Can you breastfeed with nipple piercings?
Nipple piercings are becoming increasingly popular in recent years, and you may be wondering if it is safe to breastfeed your baby. Experts believe it depends on when the mother had a nipple piercing and whether she was feeding with jewelry still in place. Often the longer the time since the piercings were initially placed and the birth of the baby, the better the outcome. But breastfeeding with a nipple piercing can make it difficult for the baby to latch on correctly and control the milk flow, and it can increase the risk of choking if the jewelry becomes loose and dislodges. In addition, the jewelry may damage the soft tissues inside the infant's mouth. The recommendation and best practice are to remove nipple jewelry altogether and adjust the breastfeeding position to control the milk flow. If you want nipple piercing while breastfeeding, to prevent bacterial infection, it is recommended that mothers wait until 3-4 months after weaning before getting nipple piercing.
Can you overfeed a breastfed baby?
It's not possible to overfeed a breastfed baby via the breast, but if you need to bottle feed either breast milk or formula, there is a possibility of overfeeding. When your baby latches on, the nipple is stretched, and your baby's tongue forms a "rigid plate" that moves with the jaw. And the action of suction allows milk to flow into their mouths. Your baby will control the timing of their feedings and will show signs of lethargy and contentment after eating. If you notice your baby's "full" signals, you won't overfeed your breastfed baby. In addition, some babies may experience irregular and frequent urges to want to breastfeed, possibly because they are having a growth spurt or teething, which is unlikely to lead to overfeeding. The baby's possessing or spitting up after breastfeeding is a natural reflex phenomenon and is not a sign of overfeeding. Mothers can consult a health professional for specific circumstances.
Can you breastfeed while sick?

§ §

Instructions for the task => Can you go on with the breastfeeding Q&A from its last heading, "Can you breastfeed while sick?" None of the lines that come next are needed.

Given material =>

§ §

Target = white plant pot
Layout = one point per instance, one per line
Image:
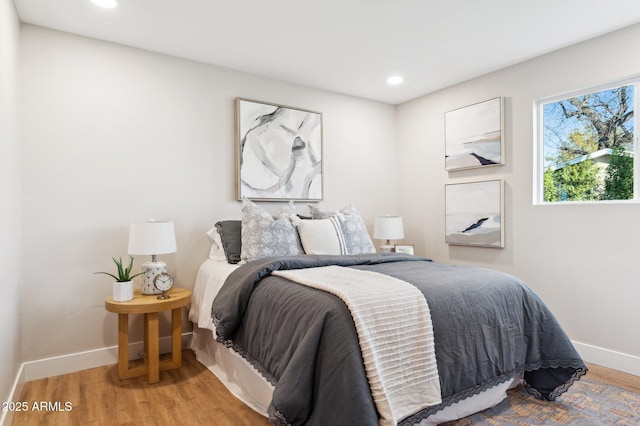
(122, 291)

§ §

Task output =>
In most cases, it is safe to continue breastfeeding while you are sick. When the mother is sick, antibodies are produced in the body and passed to the baby through breast milk. And the baby acquires these beneficial antibodies and strengthens his resistance. Therefore, Nursing mothers may be immunized and take most over-the-counter and prescription drugs without risk to the baby. Still, certain drugs, including some painkillers and some psychiatric drugs, may pose a threat. But breastfeeding mothers should use medications in consultation with doctors. According to the Centers for Disease Control and Prevention, breastfeeding should not be performed if the mother has HIV, T-cell lymphotropic virus type I or II, and Ebola virus.
How long after vaping can I breastfeed?
The highest levels of nicotine were found in breast milk after mothers finished smoking, and nicotine concentrations in breast milk dropped significantly over the next two hours. The half-life of nicotine in breast milk is variously quoted as 95 minutes or 120 minutes. This means that nicotine levels in breast milk will drop by half about one and a half to two hours after the mother finishes smoking. Waiting as long as possible after smoking can allow nicotine levels in breast milk to drop (the levels will halve after two hours). Since breastfed babies are usually fed at least every two hours, the general recommendation is that smoking straight after breastfeeding can allow nicotine levels to drop before the subsequent breastfeeding.